RECORD EXCERPTS
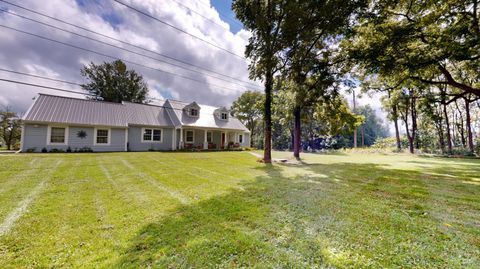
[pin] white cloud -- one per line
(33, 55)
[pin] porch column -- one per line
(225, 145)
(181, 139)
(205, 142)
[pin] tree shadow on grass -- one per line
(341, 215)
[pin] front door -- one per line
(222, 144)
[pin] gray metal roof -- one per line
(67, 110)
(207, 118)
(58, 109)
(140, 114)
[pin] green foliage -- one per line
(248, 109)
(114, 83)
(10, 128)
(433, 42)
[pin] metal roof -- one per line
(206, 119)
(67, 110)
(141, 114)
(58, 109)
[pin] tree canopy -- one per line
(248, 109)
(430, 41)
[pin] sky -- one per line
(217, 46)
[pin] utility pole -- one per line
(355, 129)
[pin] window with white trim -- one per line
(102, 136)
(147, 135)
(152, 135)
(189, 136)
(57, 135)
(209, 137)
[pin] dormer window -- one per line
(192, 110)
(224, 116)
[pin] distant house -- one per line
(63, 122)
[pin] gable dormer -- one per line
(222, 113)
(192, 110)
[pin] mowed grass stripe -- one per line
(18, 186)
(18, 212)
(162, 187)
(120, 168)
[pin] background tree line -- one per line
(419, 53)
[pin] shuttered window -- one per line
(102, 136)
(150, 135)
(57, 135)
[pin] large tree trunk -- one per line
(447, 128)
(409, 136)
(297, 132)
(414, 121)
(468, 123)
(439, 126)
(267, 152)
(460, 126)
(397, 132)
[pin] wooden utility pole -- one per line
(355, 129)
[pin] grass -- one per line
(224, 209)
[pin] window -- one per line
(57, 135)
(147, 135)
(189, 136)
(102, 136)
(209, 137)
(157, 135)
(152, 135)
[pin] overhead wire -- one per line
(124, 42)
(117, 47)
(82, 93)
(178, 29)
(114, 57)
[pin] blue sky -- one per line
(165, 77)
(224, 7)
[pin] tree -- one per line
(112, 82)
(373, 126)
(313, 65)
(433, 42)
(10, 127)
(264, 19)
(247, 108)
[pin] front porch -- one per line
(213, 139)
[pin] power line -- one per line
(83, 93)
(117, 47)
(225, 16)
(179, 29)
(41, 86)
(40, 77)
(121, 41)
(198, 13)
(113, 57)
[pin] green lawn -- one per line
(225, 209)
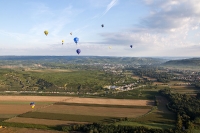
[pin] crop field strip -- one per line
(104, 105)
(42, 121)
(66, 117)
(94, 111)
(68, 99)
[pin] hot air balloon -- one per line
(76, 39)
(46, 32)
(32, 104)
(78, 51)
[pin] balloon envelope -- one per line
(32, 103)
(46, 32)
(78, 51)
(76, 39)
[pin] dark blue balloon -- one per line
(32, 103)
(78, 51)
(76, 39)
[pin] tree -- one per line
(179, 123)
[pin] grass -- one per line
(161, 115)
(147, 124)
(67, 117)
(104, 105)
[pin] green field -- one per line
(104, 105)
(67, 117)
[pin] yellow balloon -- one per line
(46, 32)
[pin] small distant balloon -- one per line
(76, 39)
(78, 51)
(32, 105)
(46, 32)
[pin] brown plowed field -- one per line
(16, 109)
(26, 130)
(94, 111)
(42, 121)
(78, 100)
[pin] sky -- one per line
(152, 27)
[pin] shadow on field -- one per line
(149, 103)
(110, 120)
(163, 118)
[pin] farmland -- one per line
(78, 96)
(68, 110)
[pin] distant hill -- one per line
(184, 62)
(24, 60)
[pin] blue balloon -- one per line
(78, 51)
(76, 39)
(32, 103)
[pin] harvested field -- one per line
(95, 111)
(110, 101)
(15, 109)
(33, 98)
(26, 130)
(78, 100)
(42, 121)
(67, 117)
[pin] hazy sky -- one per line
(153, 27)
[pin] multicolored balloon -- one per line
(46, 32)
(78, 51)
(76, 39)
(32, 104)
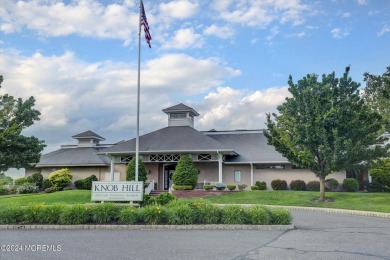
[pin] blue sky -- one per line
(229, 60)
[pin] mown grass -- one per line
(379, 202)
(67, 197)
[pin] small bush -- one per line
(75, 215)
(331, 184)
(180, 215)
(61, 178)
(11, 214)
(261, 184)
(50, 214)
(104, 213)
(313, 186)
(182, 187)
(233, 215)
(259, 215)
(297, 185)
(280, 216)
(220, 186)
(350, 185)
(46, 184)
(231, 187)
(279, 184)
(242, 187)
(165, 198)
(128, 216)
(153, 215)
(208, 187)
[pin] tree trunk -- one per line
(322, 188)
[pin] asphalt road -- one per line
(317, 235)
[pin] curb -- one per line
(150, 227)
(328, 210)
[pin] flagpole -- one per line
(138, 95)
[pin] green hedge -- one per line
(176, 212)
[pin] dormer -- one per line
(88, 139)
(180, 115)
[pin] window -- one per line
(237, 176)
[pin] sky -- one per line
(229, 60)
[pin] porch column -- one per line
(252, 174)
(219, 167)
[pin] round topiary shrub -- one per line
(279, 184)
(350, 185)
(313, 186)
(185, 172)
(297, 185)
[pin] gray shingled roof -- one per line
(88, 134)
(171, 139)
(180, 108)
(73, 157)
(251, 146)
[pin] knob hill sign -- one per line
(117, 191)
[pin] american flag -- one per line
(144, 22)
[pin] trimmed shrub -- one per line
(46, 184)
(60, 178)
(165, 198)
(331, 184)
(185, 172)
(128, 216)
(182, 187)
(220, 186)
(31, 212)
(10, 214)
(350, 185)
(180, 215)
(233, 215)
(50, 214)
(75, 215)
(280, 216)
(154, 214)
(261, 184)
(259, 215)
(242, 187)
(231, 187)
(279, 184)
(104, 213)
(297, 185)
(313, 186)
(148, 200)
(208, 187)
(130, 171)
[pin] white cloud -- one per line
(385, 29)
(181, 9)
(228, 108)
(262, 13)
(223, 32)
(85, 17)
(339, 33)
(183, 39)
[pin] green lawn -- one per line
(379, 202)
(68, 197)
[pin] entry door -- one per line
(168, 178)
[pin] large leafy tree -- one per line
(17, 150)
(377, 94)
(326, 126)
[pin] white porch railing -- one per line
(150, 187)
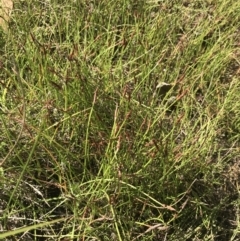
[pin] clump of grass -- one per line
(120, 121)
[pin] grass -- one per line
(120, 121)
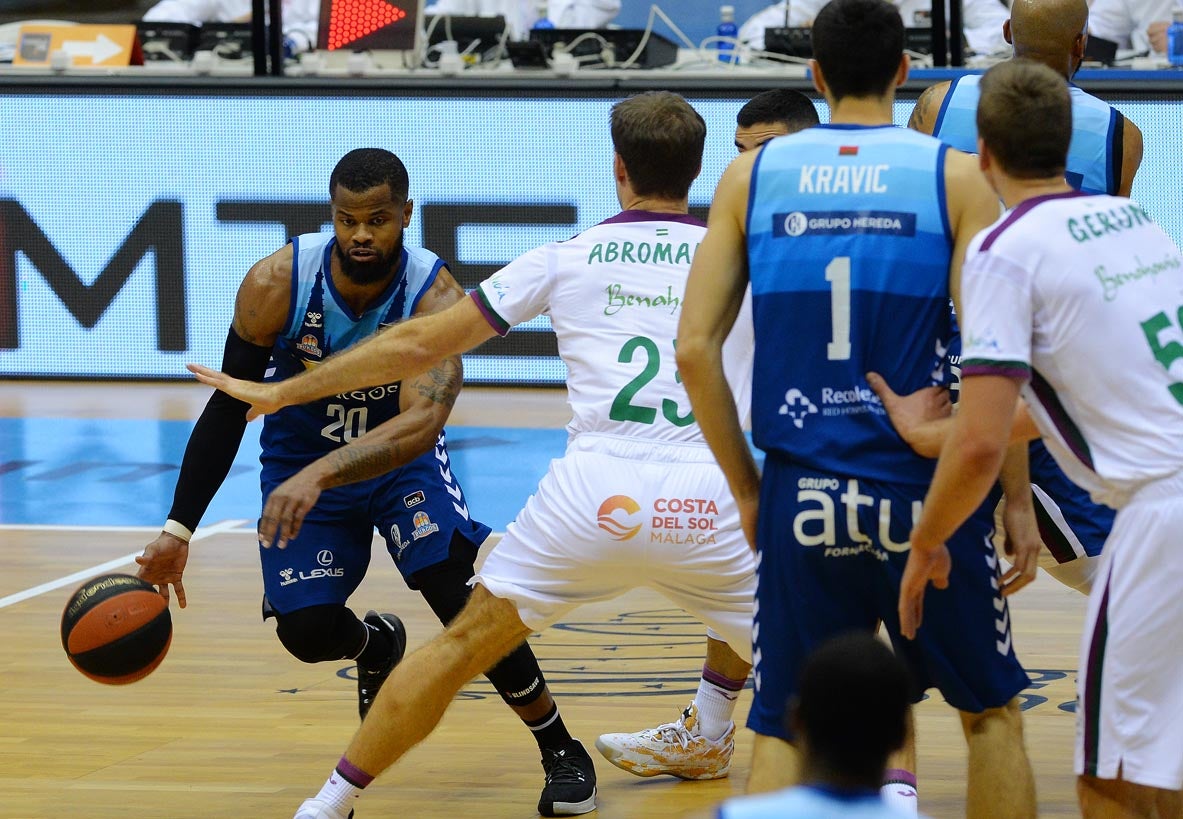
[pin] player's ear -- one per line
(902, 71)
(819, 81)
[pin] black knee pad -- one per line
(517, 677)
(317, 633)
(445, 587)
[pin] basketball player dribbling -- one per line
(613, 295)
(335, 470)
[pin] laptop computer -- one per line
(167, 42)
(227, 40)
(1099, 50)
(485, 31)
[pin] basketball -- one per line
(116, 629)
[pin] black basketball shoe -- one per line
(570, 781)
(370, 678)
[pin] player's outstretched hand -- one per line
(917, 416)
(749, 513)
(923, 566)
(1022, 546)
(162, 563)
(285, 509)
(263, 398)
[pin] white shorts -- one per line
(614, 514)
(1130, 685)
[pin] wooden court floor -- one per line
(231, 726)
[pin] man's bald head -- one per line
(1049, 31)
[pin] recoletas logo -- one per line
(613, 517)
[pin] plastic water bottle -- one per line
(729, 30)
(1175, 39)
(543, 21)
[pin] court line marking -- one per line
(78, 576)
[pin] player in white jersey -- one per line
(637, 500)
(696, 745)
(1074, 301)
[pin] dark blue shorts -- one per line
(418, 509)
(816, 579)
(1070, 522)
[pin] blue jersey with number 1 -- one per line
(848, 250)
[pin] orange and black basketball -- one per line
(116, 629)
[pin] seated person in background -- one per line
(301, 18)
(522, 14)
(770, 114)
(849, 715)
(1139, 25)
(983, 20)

...

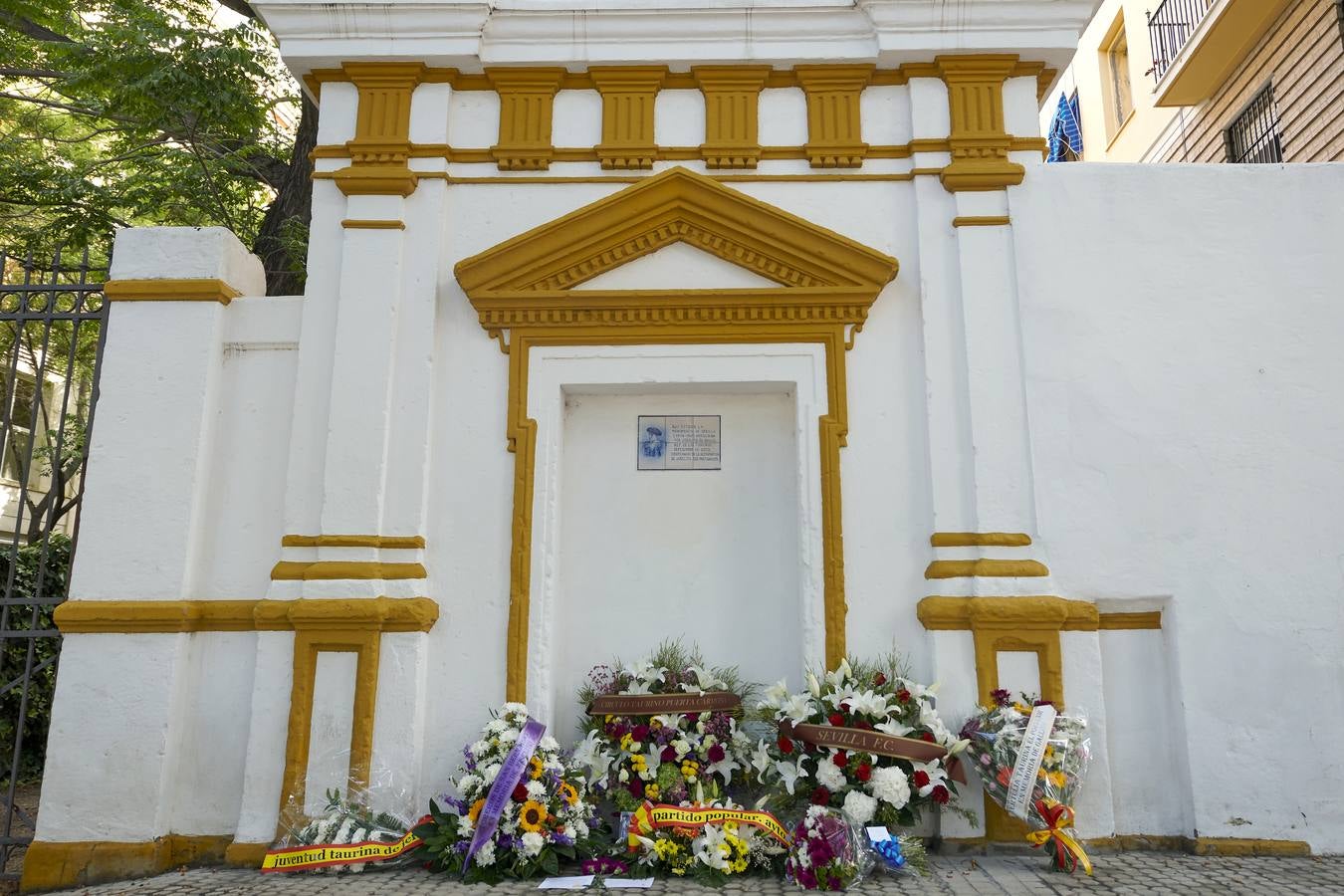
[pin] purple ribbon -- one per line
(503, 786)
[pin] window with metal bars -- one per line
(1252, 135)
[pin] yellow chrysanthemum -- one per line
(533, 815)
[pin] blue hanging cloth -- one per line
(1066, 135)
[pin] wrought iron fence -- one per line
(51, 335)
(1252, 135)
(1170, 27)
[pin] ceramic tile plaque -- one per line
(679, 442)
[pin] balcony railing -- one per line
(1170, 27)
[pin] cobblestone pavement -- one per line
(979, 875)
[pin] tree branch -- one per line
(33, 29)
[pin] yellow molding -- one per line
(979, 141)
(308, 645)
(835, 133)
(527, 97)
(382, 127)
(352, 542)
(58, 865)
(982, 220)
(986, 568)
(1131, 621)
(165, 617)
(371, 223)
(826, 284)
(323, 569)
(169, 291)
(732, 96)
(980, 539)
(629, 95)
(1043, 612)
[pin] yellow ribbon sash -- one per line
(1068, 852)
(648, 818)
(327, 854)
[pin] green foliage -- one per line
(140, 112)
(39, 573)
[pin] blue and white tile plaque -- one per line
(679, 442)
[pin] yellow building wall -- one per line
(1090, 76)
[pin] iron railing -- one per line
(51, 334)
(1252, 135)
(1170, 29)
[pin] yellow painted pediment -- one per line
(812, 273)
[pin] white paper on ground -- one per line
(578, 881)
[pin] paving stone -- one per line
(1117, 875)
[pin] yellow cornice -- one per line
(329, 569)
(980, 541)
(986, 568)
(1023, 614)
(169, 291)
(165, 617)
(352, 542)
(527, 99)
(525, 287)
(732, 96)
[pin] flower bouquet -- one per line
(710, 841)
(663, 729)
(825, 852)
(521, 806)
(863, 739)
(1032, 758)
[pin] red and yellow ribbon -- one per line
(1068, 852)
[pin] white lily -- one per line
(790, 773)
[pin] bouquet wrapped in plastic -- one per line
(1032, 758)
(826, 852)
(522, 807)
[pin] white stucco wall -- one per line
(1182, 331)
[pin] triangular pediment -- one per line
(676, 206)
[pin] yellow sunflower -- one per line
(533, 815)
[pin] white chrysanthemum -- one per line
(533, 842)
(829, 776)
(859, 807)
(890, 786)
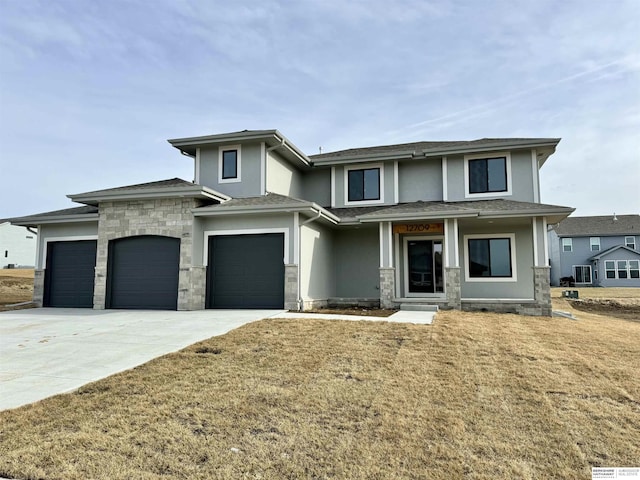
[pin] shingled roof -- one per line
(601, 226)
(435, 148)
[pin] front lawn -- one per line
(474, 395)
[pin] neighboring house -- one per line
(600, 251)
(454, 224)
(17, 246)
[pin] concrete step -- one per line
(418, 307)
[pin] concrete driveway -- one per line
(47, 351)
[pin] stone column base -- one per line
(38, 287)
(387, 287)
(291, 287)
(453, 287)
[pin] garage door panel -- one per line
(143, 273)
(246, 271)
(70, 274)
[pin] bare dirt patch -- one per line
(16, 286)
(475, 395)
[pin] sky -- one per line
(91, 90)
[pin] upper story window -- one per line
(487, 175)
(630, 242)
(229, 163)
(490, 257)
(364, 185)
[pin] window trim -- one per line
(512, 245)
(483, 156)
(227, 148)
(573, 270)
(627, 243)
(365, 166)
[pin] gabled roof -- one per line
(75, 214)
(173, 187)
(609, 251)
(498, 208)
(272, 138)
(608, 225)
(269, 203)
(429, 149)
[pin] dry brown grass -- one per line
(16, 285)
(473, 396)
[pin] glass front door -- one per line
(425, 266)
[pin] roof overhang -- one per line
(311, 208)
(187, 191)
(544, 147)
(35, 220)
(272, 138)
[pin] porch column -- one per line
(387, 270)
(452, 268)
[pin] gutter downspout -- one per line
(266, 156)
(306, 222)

--

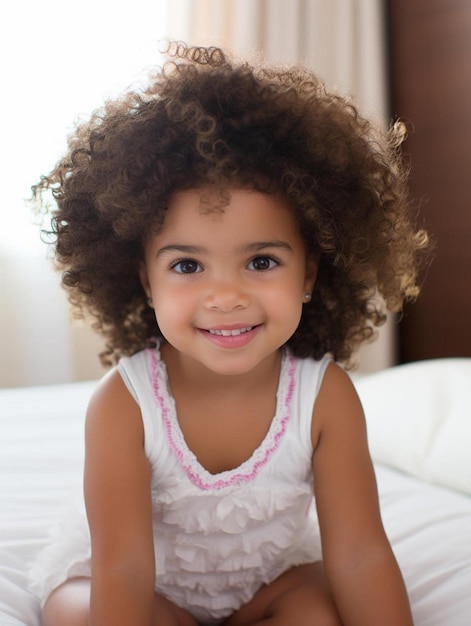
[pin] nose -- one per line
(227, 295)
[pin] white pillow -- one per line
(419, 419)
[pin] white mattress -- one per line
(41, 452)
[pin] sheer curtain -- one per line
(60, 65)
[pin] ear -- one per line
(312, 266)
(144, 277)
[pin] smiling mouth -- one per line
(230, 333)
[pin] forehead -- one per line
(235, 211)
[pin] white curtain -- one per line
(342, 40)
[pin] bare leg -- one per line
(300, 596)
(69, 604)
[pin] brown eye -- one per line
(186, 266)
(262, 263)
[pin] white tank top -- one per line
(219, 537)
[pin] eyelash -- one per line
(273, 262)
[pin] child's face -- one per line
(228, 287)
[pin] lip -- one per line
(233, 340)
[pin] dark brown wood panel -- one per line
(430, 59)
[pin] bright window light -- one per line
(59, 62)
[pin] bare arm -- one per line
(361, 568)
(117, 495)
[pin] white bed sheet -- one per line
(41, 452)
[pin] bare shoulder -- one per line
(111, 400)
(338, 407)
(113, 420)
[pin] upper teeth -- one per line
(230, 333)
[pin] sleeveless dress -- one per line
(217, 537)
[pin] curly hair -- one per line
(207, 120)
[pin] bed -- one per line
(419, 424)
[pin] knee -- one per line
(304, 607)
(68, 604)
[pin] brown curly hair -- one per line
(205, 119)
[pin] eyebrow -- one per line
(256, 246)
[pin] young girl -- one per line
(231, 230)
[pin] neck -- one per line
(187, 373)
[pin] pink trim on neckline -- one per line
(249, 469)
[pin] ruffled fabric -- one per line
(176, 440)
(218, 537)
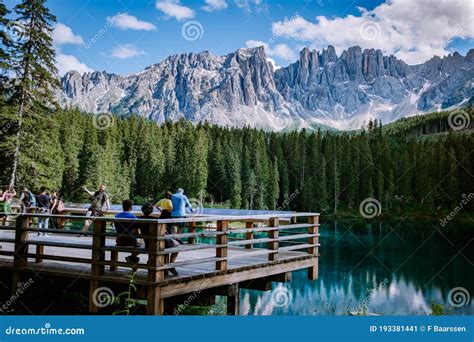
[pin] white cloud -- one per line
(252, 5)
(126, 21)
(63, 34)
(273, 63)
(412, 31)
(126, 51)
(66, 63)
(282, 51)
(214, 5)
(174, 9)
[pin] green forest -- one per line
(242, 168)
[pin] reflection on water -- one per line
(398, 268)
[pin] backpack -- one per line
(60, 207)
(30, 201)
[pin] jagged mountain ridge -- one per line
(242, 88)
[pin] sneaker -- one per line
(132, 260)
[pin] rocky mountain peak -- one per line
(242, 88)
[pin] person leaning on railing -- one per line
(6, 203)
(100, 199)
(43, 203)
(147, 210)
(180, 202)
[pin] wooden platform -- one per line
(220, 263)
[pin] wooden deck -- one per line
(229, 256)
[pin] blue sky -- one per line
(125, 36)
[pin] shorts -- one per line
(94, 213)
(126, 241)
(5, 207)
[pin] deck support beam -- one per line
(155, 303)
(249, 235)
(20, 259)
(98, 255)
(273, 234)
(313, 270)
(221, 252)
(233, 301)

TASK
Identify every line in the three blocks of records above that contains the word "front", and copy each one in full.

REPLY TO THE TASK
[pin] front door -- one per line
[pin] front porch -- one per line
[pin] front lawn -- one per line
[pin] glass front door -- one per line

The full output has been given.